→ Source:
::::

Thankfully, one does not have to implement activation functions on their own. PyTorch and other frameworks offer built-in activation function in their modules.

This section will show how to use most popular ones.

In [None]:
# Prepare input tensor
input_tensor = torch.arange(-10.0,11.0)
print(input_tensor.shape)

Activation functions can be defined as layers with:

In [None]:
# Calculate tanh output
tanh_activation = nn.Tanh()
tanh_out = tanh_activation(input_tensor)
print(tanh_out.shape)

Or applied directly like regular functions:

In [None]:
# Calculate tanh output
tanh_out = torch.tanh(input_tensor)
print(tanh_out.shape)

In [None]:
# Calculate sigmoid output
sigmoid_out = torch.sigmoid(input_tensor)
print(sigmoid_out.shape)

In [None]:
# Calculate ReLU output
relu_out = torch.relu(input_tensor)
print(relu_out.shape)

In [None]:
# Plot the results
plots = {'Tanh': tanh_out.numpy(), 'Sigmoid': sigmoid_out.numpy(), 'ReLU': relu_out.numpy()}
helper.plot_multiple(input_tensor.numpy(), plots)

## Loading data

Load MNIST data and read sizes of training data and labels. You can see how the training data looks like.

In [None]:
from torchvision import datasets, transforms
from workshop import data

# Transforms define which steps will be applied to each sample
transform = transforms.Compose([
    transforms.ToTensor(),
    transforms.Normalize(mean=[0.5],
                         std=[0.5]),
])

# Download and load the training data
trainset = datasets.MNIST(data.DATA_PATH, download=True, train=True, transform=transform)
trainloader = torch.utils.data.DataLoader(trainset, batch_size=64, shuffle=True)

In [None]:
dataiter = iter(trainloader)
images, labels = dataiter.next()
print(images.shape)
print(labels.shape)

::::

→ Photo object pointing records:
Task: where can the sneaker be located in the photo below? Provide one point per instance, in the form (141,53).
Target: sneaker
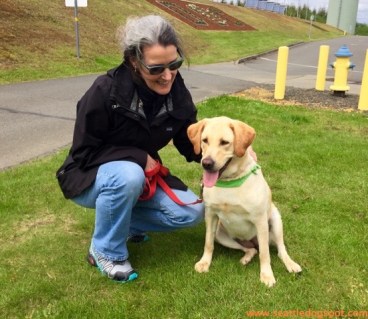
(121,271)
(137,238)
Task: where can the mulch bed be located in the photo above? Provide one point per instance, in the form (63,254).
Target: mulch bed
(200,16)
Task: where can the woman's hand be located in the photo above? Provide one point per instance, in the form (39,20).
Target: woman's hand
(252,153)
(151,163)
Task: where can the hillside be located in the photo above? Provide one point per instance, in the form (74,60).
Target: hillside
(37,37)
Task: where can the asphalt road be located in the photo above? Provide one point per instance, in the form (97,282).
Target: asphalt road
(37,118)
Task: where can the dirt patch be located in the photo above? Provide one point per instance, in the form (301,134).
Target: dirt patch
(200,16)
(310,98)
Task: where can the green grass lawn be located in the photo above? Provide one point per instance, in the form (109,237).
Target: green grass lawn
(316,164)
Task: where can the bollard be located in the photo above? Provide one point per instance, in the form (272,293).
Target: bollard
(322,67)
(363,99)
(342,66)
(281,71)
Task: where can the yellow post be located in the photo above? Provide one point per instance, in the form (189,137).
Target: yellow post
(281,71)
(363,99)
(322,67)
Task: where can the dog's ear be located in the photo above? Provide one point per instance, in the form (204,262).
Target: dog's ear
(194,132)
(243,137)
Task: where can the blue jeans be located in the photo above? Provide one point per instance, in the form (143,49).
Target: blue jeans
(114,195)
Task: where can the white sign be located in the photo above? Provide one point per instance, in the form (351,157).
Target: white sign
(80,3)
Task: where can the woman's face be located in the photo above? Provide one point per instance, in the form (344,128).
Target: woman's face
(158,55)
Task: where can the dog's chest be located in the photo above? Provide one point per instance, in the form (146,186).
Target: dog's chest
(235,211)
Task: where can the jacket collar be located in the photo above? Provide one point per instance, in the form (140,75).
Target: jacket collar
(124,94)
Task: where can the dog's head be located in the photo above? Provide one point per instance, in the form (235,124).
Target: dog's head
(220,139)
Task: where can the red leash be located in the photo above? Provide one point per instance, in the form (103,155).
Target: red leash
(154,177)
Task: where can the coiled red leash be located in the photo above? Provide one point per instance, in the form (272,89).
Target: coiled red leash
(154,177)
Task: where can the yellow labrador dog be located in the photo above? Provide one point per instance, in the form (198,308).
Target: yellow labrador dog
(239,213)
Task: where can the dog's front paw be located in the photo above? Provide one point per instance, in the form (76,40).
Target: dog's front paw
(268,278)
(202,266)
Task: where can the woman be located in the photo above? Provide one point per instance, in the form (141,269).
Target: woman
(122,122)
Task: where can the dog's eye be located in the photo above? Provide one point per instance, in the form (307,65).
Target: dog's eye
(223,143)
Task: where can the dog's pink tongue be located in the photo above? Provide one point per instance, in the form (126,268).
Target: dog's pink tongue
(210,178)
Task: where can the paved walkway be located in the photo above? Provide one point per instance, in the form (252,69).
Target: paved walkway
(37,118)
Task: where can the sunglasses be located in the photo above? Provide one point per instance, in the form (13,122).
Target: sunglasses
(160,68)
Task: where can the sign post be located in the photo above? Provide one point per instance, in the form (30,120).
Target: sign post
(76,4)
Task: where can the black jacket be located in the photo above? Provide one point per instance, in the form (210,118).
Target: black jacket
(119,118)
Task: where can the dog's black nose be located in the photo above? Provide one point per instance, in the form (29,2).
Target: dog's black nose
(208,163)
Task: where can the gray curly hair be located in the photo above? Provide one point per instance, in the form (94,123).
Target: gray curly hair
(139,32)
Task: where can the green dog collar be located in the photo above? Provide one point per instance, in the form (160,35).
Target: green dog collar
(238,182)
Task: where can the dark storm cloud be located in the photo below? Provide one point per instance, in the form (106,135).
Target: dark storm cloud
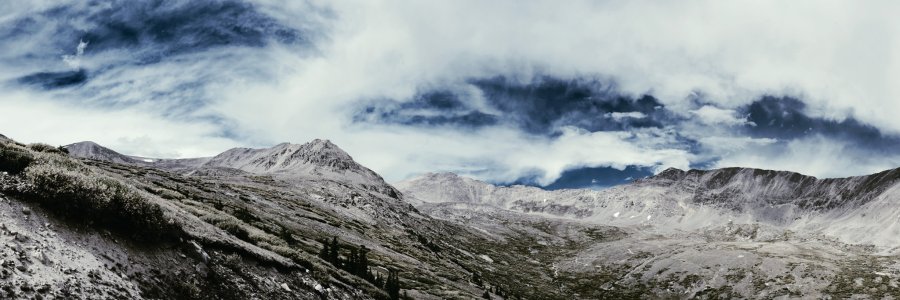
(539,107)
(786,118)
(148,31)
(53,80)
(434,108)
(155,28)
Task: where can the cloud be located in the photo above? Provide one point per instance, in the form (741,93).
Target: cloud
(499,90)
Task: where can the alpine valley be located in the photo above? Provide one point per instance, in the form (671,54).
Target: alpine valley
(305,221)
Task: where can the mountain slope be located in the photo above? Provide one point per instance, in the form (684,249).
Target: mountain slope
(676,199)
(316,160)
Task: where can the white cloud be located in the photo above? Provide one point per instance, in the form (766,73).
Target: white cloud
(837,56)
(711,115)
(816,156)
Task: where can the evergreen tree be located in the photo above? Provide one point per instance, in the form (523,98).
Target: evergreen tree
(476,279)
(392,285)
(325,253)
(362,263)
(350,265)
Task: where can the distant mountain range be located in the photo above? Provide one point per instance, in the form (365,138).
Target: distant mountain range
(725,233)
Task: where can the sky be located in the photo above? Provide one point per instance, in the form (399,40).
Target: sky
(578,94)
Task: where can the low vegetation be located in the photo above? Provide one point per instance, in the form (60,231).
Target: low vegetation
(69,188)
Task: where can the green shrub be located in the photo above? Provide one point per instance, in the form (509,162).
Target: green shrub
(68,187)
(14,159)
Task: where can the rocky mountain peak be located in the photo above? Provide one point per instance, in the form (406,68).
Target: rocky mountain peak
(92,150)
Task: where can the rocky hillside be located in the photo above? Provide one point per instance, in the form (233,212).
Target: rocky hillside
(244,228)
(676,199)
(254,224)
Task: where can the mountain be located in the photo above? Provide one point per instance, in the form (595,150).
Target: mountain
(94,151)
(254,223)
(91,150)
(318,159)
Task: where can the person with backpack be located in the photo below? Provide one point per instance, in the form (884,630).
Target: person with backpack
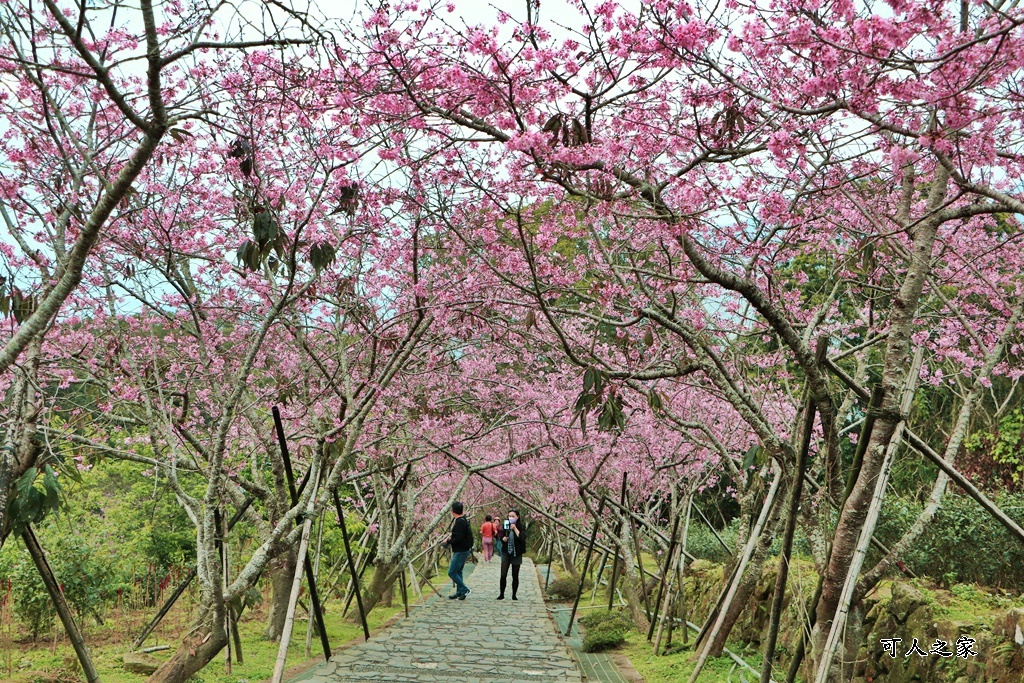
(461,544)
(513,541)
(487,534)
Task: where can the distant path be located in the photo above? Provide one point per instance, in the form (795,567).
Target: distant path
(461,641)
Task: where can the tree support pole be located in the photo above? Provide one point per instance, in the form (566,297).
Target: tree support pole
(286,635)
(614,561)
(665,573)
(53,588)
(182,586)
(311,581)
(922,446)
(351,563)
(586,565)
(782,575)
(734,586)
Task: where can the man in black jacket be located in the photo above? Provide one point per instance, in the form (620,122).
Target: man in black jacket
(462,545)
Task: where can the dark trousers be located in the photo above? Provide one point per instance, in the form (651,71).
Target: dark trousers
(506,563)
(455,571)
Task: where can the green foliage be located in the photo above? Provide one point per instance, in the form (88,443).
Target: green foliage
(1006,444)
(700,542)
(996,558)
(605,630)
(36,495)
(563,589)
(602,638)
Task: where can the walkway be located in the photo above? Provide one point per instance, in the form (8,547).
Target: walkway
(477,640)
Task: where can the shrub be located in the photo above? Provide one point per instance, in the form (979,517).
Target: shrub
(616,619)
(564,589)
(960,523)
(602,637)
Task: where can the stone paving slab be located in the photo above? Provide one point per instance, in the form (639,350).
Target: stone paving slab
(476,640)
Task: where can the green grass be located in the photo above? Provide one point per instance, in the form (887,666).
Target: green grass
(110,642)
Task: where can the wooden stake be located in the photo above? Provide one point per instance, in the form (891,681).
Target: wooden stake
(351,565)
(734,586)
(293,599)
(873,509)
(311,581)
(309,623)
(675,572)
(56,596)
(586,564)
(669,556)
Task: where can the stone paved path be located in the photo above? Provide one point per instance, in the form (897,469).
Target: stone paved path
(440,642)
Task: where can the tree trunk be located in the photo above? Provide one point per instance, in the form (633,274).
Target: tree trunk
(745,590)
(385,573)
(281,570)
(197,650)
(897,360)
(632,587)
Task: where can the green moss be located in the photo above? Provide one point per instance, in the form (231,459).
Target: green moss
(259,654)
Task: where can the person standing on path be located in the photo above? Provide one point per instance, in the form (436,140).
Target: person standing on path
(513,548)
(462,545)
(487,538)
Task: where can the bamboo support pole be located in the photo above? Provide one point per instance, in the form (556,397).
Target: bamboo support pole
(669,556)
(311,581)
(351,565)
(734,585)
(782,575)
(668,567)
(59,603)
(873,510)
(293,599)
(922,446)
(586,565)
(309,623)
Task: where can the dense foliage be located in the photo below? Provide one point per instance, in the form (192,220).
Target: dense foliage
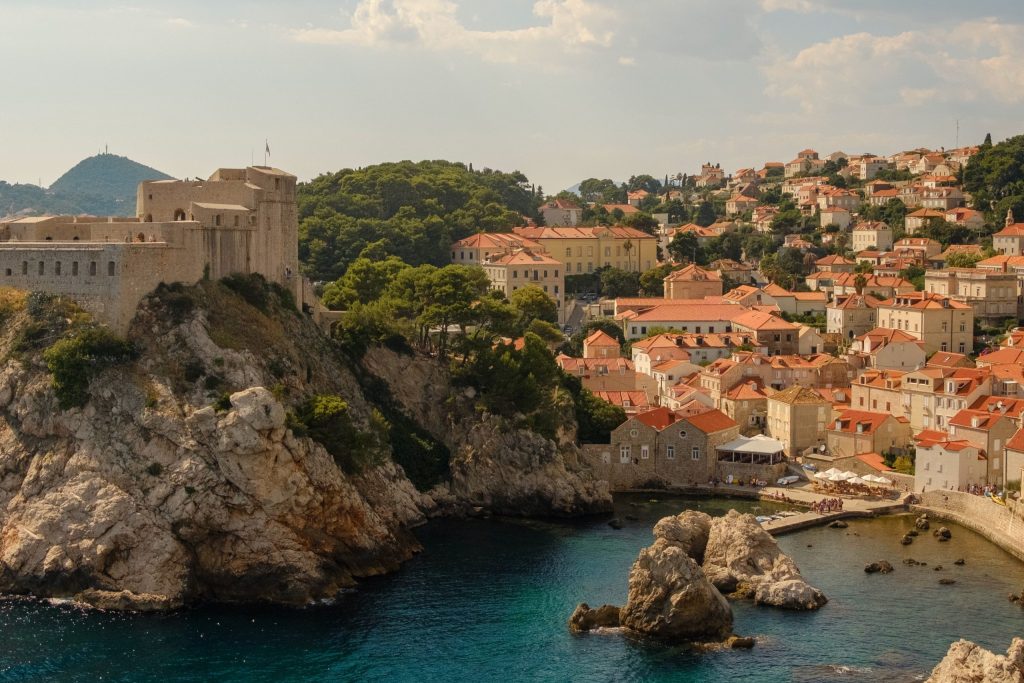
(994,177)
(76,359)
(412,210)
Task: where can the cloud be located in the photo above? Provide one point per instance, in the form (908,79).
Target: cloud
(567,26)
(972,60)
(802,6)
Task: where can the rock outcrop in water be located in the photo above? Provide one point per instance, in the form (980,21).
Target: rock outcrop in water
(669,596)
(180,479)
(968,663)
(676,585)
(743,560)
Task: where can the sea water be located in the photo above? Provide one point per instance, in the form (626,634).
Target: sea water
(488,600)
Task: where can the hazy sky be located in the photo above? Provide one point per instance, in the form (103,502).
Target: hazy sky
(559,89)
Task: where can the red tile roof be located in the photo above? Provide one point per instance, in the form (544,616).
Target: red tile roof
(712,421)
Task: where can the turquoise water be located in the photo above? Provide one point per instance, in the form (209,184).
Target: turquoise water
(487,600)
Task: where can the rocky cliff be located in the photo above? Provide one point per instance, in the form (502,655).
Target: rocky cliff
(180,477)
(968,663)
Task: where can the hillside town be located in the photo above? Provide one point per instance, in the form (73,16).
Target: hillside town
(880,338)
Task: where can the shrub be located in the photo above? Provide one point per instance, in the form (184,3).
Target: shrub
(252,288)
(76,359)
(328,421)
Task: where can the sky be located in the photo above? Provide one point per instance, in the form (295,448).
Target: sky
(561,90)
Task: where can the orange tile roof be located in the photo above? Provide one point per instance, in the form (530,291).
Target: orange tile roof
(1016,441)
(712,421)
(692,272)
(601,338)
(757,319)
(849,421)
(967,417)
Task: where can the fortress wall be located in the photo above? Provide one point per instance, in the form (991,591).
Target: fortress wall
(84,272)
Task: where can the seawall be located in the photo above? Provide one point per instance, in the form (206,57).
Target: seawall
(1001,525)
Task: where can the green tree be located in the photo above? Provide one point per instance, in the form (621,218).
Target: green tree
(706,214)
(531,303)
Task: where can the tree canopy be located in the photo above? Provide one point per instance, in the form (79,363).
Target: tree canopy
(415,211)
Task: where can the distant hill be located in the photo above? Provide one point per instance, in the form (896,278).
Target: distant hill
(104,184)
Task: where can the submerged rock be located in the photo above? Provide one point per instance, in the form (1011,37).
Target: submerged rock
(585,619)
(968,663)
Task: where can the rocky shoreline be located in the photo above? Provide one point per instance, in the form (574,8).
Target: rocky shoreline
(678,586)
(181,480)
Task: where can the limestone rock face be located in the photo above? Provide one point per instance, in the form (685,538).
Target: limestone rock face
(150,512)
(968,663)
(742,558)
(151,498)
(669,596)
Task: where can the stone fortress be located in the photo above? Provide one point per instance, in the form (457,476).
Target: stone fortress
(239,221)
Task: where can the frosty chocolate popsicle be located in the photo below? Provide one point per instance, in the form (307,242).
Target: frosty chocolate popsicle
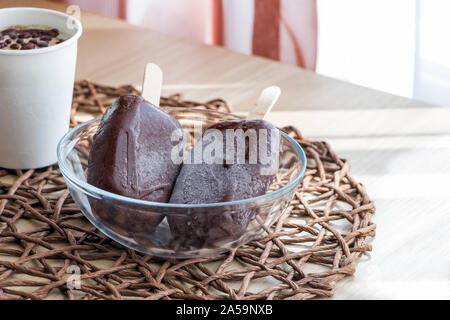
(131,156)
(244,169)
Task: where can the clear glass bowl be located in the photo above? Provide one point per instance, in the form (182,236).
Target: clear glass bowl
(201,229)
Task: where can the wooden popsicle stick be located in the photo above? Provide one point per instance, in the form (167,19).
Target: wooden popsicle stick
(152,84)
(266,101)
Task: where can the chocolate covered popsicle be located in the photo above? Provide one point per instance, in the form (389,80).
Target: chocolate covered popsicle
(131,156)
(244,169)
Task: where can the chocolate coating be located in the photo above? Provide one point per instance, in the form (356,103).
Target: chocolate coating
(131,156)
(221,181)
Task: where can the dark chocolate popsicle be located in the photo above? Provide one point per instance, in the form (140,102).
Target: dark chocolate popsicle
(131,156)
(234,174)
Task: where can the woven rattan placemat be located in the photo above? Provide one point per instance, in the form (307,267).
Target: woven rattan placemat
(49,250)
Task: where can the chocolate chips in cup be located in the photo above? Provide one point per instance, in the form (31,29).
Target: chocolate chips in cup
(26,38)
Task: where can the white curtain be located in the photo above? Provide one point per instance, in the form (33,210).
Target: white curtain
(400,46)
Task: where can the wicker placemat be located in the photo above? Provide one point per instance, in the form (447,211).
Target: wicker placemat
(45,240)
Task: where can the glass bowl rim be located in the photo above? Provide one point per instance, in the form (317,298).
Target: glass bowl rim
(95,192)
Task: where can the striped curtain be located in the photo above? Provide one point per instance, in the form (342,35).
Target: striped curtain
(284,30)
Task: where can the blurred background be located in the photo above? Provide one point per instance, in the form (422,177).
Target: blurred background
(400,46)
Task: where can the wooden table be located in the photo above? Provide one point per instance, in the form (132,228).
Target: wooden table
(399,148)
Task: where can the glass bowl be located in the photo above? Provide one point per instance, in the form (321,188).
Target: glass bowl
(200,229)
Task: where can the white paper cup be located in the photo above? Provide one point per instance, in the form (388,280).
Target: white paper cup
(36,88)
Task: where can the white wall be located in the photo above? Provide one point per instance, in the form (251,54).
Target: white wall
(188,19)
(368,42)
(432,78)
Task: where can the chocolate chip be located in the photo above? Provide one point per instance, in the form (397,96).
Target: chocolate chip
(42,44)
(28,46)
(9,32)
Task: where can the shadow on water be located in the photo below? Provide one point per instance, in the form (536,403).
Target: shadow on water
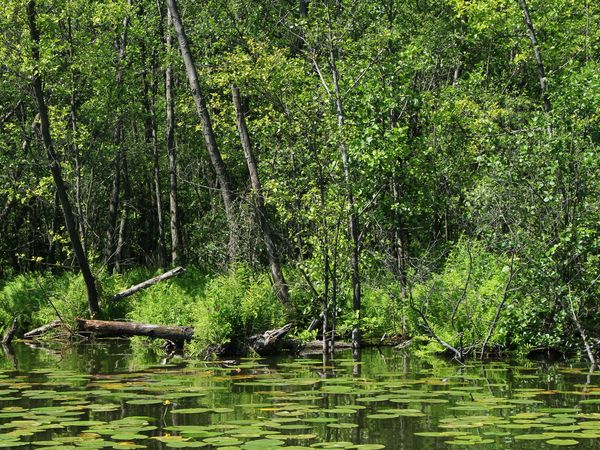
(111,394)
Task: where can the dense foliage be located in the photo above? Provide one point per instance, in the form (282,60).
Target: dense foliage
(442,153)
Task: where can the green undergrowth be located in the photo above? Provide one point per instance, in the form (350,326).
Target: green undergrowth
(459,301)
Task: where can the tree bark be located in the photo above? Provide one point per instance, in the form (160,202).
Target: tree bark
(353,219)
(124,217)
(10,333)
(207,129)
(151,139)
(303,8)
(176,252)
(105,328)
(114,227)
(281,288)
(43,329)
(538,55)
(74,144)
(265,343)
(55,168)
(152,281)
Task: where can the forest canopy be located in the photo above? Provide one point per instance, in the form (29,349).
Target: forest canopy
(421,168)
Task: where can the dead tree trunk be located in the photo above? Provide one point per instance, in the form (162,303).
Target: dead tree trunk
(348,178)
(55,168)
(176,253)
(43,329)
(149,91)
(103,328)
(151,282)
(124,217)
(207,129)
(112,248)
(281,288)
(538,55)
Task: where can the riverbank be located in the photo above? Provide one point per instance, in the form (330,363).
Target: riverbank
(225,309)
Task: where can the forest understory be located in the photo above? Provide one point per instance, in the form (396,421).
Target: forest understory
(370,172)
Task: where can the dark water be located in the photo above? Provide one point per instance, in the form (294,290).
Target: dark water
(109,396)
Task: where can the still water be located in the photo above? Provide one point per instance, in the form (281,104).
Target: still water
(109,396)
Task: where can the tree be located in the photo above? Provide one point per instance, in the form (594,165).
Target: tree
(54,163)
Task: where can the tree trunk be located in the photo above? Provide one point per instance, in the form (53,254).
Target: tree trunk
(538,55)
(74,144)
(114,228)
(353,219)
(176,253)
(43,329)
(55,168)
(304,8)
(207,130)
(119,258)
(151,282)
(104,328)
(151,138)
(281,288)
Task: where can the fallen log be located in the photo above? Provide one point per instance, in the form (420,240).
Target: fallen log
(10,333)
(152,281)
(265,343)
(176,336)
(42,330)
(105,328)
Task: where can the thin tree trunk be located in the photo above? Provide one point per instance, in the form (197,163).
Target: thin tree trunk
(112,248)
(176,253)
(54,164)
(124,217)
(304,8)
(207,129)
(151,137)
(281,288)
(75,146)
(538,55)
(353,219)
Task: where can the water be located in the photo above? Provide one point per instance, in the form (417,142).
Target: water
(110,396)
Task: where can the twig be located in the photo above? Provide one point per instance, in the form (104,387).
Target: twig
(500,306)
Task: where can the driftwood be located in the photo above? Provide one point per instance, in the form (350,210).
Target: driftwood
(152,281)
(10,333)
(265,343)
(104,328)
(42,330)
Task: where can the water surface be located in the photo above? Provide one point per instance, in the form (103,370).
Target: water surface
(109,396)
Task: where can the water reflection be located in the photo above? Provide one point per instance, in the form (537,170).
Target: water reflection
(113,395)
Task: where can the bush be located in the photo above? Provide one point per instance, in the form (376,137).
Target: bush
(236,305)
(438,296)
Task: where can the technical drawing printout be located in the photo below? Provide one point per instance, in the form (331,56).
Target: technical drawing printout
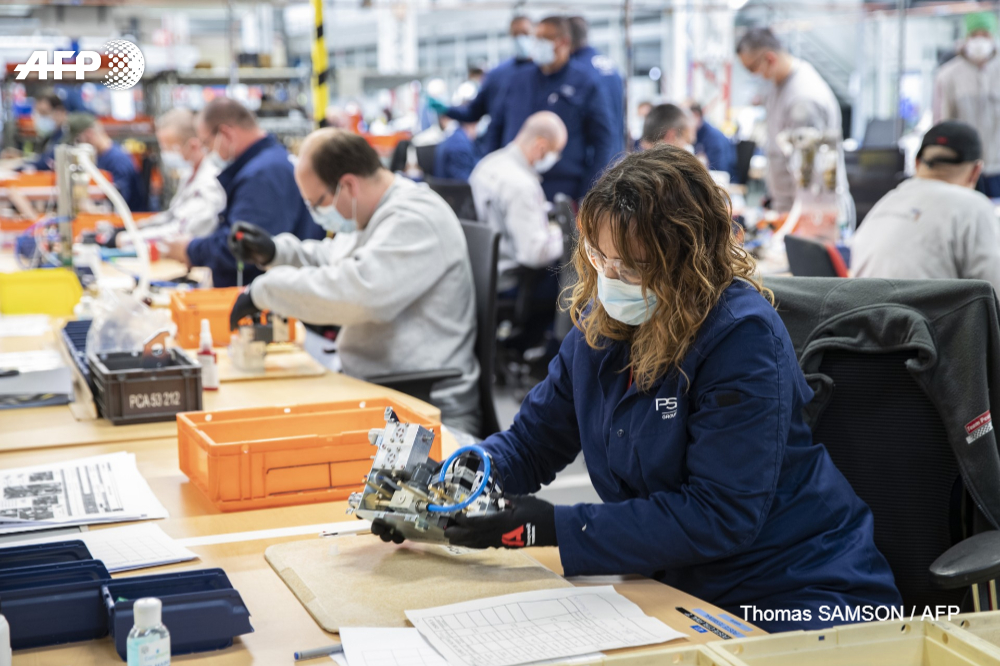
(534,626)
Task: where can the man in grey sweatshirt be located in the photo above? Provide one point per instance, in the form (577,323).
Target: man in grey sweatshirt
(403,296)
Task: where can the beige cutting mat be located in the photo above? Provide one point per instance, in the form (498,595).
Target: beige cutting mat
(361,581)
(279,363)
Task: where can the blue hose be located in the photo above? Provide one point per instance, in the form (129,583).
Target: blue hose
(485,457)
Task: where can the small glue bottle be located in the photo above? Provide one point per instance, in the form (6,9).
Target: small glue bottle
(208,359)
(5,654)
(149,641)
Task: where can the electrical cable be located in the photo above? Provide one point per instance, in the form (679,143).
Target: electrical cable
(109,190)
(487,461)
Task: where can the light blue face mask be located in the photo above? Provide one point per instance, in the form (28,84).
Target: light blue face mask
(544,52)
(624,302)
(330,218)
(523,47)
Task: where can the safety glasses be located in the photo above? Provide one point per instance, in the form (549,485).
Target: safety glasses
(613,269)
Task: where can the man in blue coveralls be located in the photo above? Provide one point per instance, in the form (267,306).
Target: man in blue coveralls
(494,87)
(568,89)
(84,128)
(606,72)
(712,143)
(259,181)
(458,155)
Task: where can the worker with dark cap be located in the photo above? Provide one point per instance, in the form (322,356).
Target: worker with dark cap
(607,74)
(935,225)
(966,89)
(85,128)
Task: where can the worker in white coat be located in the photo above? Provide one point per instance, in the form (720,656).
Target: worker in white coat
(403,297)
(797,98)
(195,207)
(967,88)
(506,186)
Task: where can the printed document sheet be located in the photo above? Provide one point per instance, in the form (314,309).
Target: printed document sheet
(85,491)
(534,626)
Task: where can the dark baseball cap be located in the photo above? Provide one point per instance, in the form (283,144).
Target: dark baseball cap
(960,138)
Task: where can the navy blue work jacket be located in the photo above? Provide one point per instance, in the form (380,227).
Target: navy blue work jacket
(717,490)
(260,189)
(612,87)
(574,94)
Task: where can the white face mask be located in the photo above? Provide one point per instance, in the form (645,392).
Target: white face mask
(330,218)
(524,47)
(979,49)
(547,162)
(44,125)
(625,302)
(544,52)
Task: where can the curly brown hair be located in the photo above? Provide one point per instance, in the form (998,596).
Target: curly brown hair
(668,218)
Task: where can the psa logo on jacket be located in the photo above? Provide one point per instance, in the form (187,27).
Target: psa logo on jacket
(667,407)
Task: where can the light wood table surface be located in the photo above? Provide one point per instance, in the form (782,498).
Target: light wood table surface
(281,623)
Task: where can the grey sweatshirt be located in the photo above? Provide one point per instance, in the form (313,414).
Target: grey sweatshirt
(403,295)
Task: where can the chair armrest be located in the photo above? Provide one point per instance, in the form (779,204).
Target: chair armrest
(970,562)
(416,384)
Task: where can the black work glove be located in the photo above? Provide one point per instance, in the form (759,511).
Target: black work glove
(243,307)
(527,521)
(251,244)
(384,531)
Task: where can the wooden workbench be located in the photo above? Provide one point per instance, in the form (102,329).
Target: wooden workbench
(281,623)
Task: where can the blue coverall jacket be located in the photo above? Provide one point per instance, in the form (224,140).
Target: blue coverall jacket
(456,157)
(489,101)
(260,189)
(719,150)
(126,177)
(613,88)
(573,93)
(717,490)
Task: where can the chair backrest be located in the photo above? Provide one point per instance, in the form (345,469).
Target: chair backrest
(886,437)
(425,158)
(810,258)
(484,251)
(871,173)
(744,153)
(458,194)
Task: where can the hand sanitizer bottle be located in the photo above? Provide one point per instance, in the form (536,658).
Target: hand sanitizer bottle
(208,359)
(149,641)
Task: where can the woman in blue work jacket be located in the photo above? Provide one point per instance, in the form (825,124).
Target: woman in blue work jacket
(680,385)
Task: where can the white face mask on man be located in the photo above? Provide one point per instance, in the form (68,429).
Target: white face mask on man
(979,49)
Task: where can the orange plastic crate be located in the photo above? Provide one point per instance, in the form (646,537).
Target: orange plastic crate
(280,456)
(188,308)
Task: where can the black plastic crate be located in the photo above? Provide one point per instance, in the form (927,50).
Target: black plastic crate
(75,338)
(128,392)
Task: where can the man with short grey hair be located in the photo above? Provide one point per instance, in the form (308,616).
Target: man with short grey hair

::::

→ Required work:
1. Copy from the PyTorch tutorial the part that opens with the words containing "# Transforms define" and closes with "download=True, train=True, transform=transform)".
2. List every function that the PyTorch tutorial calls directly from the torch module to compute an activation output.

→ Answer list:
1.
# Transforms define which steps will be applied to each sample
transform = transforms.Compose([
    transforms.ToTensor(),
    transforms.Normalize(mean=[0.5],
                         std=[0.5]),
])

# Download and load the training data
trainset = datasets.MNIST(data.DATA_PATH, download=True, train=True, transform=transform)

2. torch.tanh, torch.sigmoid, torch.relu